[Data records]
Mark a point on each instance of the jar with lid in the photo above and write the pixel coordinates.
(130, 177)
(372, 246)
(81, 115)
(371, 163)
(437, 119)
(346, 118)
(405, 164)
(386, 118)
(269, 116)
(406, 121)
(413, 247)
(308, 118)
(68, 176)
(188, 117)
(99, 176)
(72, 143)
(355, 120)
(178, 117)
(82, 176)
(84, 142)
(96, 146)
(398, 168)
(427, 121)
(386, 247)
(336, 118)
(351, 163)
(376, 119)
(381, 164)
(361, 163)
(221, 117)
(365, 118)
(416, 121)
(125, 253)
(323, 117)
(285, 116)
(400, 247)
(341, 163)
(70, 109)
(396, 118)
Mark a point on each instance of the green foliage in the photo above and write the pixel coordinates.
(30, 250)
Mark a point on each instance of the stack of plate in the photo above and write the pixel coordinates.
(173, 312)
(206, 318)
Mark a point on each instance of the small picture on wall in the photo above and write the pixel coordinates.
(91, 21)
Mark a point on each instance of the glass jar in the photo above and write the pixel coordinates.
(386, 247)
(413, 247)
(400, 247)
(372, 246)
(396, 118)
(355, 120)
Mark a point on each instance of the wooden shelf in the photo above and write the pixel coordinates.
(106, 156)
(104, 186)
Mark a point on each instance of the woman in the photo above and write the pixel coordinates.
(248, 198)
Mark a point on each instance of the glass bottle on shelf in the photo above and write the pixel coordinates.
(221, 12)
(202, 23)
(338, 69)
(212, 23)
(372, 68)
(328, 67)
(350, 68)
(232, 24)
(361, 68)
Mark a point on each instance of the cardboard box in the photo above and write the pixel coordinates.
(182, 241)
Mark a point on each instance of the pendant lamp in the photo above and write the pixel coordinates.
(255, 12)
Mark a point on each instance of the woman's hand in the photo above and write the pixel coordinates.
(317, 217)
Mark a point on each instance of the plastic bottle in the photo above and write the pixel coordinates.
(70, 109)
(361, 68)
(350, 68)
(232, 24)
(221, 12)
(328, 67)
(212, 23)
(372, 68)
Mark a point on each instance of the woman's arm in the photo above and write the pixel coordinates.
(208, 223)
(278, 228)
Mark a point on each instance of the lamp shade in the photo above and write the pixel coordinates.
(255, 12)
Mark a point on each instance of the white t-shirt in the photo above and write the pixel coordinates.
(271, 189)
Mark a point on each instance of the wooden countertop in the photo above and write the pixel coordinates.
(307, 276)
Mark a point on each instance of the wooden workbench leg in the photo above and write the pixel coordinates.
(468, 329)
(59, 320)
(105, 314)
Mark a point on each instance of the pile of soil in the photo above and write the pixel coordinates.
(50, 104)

**SET TASK**
Can you put each line of the records above into a JSON list of strings, one string per line, with blank lines left out?

**RESPONSE TO THIS TASK**
[
  "Mark a point on each instance of the jar with lid in the photo above and write the pixel coordinates.",
  "(130, 177)",
  "(372, 246)",
  "(81, 115)",
  "(371, 163)",
  "(437, 119)",
  "(346, 118)",
  "(405, 164)",
  "(386, 118)",
  "(269, 116)",
  "(406, 121)",
  "(413, 247)",
  "(308, 118)",
  "(68, 176)",
  "(188, 117)",
  "(99, 176)",
  "(72, 143)",
  "(355, 120)",
  "(178, 117)",
  "(82, 176)",
  "(84, 142)",
  "(96, 146)",
  "(398, 168)",
  "(427, 121)",
  "(386, 247)",
  "(336, 118)",
  "(351, 163)",
  "(376, 119)",
  "(381, 164)",
  "(361, 163)",
  "(221, 117)",
  "(365, 118)",
  "(416, 121)",
  "(125, 253)",
  "(323, 117)",
  "(285, 116)",
  "(400, 247)",
  "(341, 163)",
  "(70, 109)",
  "(396, 118)",
  "Mark a point on each instance of the green foliage in the photo above and write the pixel coordinates.",
  "(30, 250)",
  "Mark a point on each instance of the stack of plate in the photo above and write the pixel coordinates.",
  "(173, 312)",
  "(206, 318)",
  "Mark a point on each instance of the small picture on wall in the photo above and write the pixel coordinates.",
  "(91, 21)",
  "Mark a point on each instance of the glass jar in the photo above and write the pixel coordinates.",
  "(386, 247)",
  "(413, 247)",
  "(400, 247)",
  "(372, 246)",
  "(396, 118)",
  "(355, 120)",
  "Mark a point on each instance of the wooden shelf in the photo above and write the pixel coordinates.",
  "(106, 156)",
  "(104, 186)",
  "Mark a point on each instance of the woman in the photo above and write the pixel coordinates.",
  "(248, 198)",
  "Mark a point on each instance of the glass bottle on shelf in the photo above and write the pixel coordinates.",
  "(221, 12)",
  "(202, 23)",
  "(338, 69)",
  "(212, 23)",
  "(372, 68)",
  "(328, 67)",
  "(350, 68)",
  "(232, 24)",
  "(361, 68)",
  "Mark a point on each instance of the cardboard box in the photo above and write the pixel coordinates.",
  "(182, 241)",
  "Mark a point on each instance of the pendant lamp in the photo above and write the pixel coordinates.",
  "(255, 12)",
  "Mark a point on each instance of the woman's hand in the photo above and write the pixel coordinates.",
  "(317, 217)",
  "Mark a point on each instance of the plastic bottle in the photo above and write the pixel coordinates.",
  "(70, 109)",
  "(361, 68)",
  "(350, 68)",
  "(232, 24)",
  "(221, 12)",
  "(328, 67)",
  "(212, 23)",
  "(372, 68)",
  "Mark a point on each instance of the woman's arm in the photo above and write the pixel coordinates.",
  "(208, 223)",
  "(278, 228)",
  "Mark a point on each instance of the lamp shade in the photo above and write the pixel coordinates.",
  "(255, 12)",
  "Mark a point on each instance of the white t-shirt in the photo above and write the pixel coordinates.",
  "(271, 189)",
  "Mark a point on each instance of the wooden countertop in the photo above and write the pixel coordinates.",
  "(307, 276)",
  "Mark a point on each instance of the wooden workbench leg in the photo above and write the pixel coordinates.",
  "(468, 329)",
  "(59, 320)",
  "(105, 314)",
  "Mark a point on each instance of the pile of soil in the photo above and write the pixel coordinates.",
  "(50, 104)"
]